* BEGIN SELECTED EXCERPT *

Figure 12a shows the horizontal trajectory of UAV 01 under different localization algorithms. Benefiting from the centimeter-level ranging accuracy of the UWB system, all algorithms were able to track the basic motion of the UAV. UWB-only and LC-TOF-IMU exhibited larger positioning jitter and errors, indicating that these two algorithms are more sensitive to ranging noise and cannot suppress positioning errors. The horizontal positioning results for UAV 02 are shown in Figure 12b. Its flight range was wider, and the trajectory passed through edge areas of the system (e.g., near A0 and A3) multiple times. Due to degraded observation geometry in such areas, the positioning accuracy of UWB-only and LC-TOF-IMU significantly decreased. In contrast, the proposed algorithm fuses multi-source measurements (TDOA and AOA) and corrects the UAV state based on measurement residuals, maintaining a stable trajectory even in regions with weak observability and demonstrating stronger robustness. However, despite the richer observation information, the proposed algorithm may still experience reduced positioning accuracy at the edges of the system. In practical deployment, anchors should be placed at sufficient distances apart, covering a sufficiently large area, while the UAV should ideally operate in non-edge regions to achieve optimal system performance.

Table 7. RMSEs of position and attitude estimates for different localization algorithms in flight experiments.

UAV	Algorithm	Positioning Error (m)				Attitude Error (Deg)

* END SELECTED EXCERPT *

* _TASK GOAL_:
In the UAV localization excerpt, why did UWB-only and LC-TOF-IMU lose positioning accuracy on UAV 02's flight? Answer in one to three sentences.

* BEGIN DATA SECTION *

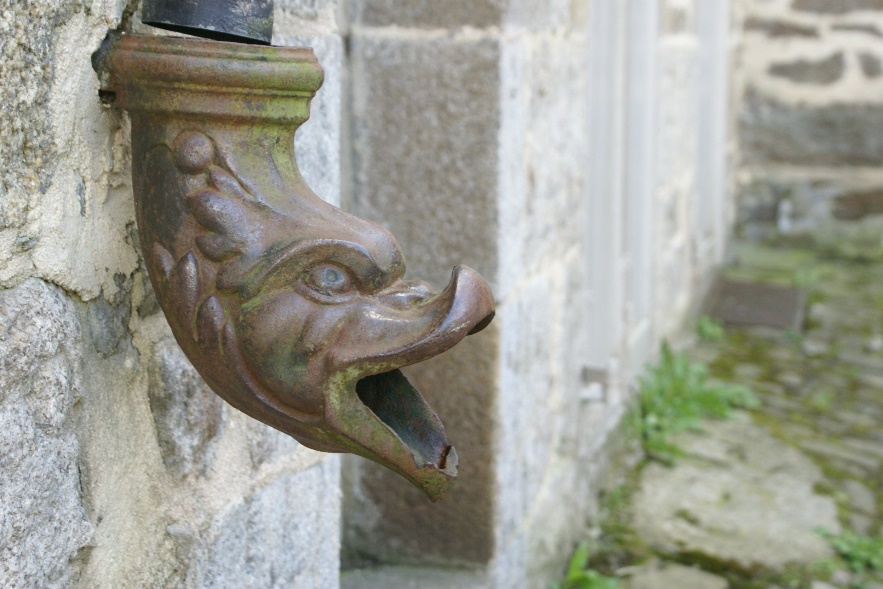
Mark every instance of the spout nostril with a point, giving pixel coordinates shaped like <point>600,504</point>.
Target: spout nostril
<point>410,292</point>
<point>483,323</point>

* END DATA SECTION *

* _RIGHT ANSWER_:
UAV 02 flew over a wider range, and its trajectory passed through the edge areas of the system, such as near A0 and A3, multiple times. The observation geometry is degraded in those areas, so the positioning accuracy of both algorithms significantly decreased.